-------- Приведённый текст

Например, берут пушкинское «Клеветникам России», проводят аналогию между польским восстанием и украинским «Майданом», а после этого виртуально отправляют Александра Сергеевича воевать за «Новороссию». И самое бессмысленное в этот момент – пытаться объяснить им, что представитель девятнадцатого века ну никак не может быть моральным термометром для века двадцать первого.
Каждый принадлежит лишь тому времени, в которое он сформировался
Он не может им быть хотя бы потому, что каждый принадлежит лишь тому времени, в которое он сформировался. Потому что, в противном случае, нам всем придется вспомнить о том, что Пушкин был рабовладельцем, Достоевский – ксенофобом, а Фет – антисемитом. Мы не делаем этого лишь потому, что прошлое принято оставлять прошлому. Переносить из прошлого в настоящее можно лишь эстетику, но никак не этику.
Если вы хотите понять, на чьей стороне был бы сегодня Пушкин, то он должен тогда родиться в 1970-м году. Закончить школу при Горбачеве, призваться в армию в одной стране, а демобилизоваться в другой. Посмотреть лебединое озеро в 91-м, и выбрать свою баррикаду в 93-м. Он должен быть современником «Курска», Беслана, «Булгарии», Кадырова, отмены выборов, часов Пескова, Всеволода Чаплина. Он должен прошагать через все минное поле информационных поводов, прежде чем мы сможем сказать, в чьем лагере он окажется.
«Вытащить» морального авторитета в современность можно лишь в том случае, если этот самый авторитет нам близок и более-менее понятен. Как, например, Довлатов. Который, кстати, всю свою жизнь считал Че Гевару бандитом. И убедите меня, что Сергей Донатович нашел бы десять отличий между Че Геварой и Игорем Стрелковым. Один из которых экспортировал свои представления о том, как надо жить в Боливию, а другой – в Украину.

----------------
-------- Показанный материал

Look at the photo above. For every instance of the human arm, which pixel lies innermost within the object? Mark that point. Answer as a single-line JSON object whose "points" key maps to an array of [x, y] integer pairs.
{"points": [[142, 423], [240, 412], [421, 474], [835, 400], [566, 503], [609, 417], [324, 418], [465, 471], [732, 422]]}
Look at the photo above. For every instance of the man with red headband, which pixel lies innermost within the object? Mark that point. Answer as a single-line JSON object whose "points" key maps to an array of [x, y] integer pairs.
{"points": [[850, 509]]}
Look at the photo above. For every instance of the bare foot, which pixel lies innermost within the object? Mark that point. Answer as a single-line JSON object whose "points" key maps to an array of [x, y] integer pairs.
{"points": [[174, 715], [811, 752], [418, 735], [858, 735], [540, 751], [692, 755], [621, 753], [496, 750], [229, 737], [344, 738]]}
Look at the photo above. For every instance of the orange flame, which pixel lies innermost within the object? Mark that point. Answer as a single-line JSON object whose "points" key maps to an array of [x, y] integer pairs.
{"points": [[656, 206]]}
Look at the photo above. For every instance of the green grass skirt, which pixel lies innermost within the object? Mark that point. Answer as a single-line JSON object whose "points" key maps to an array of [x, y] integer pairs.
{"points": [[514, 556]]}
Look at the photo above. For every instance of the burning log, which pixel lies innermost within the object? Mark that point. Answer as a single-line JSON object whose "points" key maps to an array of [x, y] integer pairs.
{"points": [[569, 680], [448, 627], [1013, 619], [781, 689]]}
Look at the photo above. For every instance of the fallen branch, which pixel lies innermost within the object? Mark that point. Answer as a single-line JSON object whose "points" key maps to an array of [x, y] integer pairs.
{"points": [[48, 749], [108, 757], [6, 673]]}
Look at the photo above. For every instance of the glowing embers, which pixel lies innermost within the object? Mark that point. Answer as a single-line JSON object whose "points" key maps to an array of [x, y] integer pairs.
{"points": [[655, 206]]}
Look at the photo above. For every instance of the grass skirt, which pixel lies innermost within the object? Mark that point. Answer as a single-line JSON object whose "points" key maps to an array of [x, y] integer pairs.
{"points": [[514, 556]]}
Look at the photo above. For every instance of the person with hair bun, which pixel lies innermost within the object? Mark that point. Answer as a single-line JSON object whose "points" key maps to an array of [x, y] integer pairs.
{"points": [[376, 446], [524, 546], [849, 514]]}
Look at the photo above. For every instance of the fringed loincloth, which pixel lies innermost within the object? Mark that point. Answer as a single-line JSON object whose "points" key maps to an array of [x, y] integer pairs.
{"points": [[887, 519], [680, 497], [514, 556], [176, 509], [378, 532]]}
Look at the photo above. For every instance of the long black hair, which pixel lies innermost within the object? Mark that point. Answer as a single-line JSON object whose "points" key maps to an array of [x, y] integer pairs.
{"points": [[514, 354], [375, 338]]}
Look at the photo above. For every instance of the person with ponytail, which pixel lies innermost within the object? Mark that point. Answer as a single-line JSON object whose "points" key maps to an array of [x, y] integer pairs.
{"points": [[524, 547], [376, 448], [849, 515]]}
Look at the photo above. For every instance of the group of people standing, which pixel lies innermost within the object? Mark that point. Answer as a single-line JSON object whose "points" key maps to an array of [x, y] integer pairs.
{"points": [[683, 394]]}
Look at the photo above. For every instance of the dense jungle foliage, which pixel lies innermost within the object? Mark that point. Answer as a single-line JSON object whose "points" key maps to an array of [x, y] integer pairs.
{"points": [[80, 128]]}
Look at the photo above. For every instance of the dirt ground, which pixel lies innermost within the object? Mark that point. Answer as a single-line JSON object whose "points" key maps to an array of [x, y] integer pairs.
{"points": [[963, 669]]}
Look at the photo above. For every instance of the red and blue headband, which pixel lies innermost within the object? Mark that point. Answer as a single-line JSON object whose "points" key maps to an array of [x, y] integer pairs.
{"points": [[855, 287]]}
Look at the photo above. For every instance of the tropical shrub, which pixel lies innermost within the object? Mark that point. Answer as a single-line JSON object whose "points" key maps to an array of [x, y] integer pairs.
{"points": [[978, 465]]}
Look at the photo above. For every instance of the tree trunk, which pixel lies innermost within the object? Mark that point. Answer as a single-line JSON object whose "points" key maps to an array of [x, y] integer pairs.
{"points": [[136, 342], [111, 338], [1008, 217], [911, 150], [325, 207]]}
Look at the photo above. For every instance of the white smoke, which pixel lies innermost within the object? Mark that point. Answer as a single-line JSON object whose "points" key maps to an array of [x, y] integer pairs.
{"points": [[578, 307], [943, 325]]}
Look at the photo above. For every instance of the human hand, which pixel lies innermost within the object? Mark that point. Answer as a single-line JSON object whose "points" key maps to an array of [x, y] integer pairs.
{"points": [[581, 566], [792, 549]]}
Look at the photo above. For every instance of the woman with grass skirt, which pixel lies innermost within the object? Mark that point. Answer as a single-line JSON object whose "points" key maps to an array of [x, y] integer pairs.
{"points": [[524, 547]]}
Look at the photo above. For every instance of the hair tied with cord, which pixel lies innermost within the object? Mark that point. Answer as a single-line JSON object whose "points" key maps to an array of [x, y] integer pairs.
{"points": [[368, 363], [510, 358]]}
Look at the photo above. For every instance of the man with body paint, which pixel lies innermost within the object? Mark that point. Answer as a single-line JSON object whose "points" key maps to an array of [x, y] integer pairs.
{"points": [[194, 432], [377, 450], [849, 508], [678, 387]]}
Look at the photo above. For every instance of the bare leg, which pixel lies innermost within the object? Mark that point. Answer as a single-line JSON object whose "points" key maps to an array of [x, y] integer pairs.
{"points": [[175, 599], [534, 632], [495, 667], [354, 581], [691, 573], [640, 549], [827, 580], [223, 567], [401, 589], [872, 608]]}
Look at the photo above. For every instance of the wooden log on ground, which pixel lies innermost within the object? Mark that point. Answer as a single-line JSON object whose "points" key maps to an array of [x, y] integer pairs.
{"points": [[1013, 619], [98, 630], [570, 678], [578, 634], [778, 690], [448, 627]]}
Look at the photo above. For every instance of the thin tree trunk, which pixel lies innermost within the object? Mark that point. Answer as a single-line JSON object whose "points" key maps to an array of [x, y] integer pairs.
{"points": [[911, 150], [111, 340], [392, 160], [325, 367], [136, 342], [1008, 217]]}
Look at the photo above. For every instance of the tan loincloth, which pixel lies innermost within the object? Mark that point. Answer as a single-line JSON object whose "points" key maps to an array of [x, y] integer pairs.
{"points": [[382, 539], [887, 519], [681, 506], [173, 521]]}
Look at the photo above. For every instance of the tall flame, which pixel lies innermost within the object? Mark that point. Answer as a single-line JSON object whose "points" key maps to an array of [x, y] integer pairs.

----------------

- _Что требуется_:
Повторите без изменений фрагмент текста о Пушкине. Начните с места, где стоят слова «Например, берут пушкинское», и закончите после слов «никак не этику.». Работайте только с текстом о Пушкине.

- _Результат выполнения_:
Например, берут пушкинское «Клеветникам России», проводят аналогию между польским восстанием и украинским «Майданом», а после этого виртуально отправляют Александра Сергеевича воевать за «Новороссию». И самое бессмысленное в этот момент – пытаться объяснить им, что представитель девятнадцатого века ну никак не может быть моральным термометром для века двадцать первого.
Каждый принадлежит лишь тому времени, в которое он сформировался
Он не может им быть хотя бы потому, что каждый принадлежит лишь тому времени, в которое он сформировался. Потому что, в противном случае, нам всем придется вспомнить о том, что Пушкин был рабовладельцем, Достоевский – ксенофобом, а Фет – антисемитом. Мы не делаем этого лишь потому, что прошлое принято оставлять прошлому. Переносить из прошлого в настоящее можно лишь эстетику, но никак не этику.